# Exercise aim
Using the data below, return every line that holds the word "girl".

[Data extracted from a collection]
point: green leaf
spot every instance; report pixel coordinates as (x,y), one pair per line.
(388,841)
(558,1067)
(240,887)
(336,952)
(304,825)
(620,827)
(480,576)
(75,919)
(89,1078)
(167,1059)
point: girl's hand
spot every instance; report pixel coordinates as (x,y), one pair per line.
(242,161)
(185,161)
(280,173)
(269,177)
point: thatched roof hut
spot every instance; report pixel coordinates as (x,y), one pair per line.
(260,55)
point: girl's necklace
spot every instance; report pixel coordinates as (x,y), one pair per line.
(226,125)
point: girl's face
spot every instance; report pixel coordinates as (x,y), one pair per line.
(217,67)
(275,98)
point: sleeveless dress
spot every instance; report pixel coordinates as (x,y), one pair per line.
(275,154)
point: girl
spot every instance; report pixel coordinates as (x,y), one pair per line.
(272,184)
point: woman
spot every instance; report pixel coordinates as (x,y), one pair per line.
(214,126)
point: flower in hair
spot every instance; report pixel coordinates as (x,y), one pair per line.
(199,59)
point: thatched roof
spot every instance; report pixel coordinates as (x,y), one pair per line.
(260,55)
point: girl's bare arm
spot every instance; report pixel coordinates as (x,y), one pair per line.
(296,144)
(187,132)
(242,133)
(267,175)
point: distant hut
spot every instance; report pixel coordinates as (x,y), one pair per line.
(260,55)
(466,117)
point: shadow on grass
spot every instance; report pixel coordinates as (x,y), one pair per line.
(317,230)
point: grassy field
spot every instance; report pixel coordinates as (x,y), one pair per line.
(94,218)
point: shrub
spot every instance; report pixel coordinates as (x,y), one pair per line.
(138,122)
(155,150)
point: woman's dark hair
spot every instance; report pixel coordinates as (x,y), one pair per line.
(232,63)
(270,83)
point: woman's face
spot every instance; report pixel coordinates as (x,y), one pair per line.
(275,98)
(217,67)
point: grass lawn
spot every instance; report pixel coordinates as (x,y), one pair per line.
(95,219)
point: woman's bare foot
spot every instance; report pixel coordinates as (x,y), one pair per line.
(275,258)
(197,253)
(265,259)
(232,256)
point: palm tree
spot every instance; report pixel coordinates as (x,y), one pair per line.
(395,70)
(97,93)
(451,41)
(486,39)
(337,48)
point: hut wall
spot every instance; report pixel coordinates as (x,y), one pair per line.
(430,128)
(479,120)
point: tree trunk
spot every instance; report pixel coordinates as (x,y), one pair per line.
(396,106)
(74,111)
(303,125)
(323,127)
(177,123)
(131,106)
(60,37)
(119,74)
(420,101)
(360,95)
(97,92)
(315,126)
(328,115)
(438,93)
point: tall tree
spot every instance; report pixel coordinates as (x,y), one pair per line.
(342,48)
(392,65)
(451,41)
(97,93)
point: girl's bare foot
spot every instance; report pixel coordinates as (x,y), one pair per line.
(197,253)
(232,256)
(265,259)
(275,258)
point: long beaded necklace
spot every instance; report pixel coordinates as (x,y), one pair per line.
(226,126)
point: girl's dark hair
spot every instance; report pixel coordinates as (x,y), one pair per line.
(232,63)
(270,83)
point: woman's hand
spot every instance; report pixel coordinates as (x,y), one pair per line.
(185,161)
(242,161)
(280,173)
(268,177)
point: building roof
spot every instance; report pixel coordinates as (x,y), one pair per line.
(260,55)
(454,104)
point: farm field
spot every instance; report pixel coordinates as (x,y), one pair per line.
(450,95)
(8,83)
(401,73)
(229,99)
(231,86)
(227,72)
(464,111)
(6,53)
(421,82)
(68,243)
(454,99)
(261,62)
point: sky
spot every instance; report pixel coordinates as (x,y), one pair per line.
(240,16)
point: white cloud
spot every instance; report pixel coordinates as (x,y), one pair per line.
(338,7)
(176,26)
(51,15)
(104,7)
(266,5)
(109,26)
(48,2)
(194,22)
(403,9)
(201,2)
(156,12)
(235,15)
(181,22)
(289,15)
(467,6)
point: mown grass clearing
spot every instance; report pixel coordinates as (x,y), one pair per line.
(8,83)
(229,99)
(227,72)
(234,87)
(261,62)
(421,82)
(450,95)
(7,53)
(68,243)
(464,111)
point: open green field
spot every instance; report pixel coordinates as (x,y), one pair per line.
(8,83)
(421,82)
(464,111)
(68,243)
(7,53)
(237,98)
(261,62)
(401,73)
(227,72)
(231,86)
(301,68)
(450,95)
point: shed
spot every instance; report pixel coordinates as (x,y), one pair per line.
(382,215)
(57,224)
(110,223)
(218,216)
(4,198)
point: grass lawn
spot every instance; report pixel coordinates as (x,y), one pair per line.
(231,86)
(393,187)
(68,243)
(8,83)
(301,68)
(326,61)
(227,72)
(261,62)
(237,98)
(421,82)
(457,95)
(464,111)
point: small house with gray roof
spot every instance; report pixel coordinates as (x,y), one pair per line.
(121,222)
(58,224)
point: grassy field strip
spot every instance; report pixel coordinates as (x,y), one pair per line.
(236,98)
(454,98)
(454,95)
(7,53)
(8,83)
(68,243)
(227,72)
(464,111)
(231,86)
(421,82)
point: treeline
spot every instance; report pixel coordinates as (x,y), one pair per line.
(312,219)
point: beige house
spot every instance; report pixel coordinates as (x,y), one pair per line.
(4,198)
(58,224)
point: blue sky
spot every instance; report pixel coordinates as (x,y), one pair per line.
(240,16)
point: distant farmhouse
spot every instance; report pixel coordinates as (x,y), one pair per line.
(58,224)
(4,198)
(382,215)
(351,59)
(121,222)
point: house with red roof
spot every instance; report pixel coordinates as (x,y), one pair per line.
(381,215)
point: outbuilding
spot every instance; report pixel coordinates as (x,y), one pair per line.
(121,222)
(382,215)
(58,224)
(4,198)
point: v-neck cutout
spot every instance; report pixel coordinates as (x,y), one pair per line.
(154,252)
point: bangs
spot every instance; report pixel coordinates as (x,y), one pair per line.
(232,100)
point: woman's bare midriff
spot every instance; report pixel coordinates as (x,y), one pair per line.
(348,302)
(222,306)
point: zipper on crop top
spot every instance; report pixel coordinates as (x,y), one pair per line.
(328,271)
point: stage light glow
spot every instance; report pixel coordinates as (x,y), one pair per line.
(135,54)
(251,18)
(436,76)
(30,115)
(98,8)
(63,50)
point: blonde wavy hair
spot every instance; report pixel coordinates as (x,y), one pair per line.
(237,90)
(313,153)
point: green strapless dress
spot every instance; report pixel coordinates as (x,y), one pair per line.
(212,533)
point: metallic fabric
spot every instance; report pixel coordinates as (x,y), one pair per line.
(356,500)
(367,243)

# Output of the exercise
point: girl's hand
point: girl's necklace
point: girl's face
point: girl
point: girl's bare arm
point: girl's bare foot
point: girl's dark hair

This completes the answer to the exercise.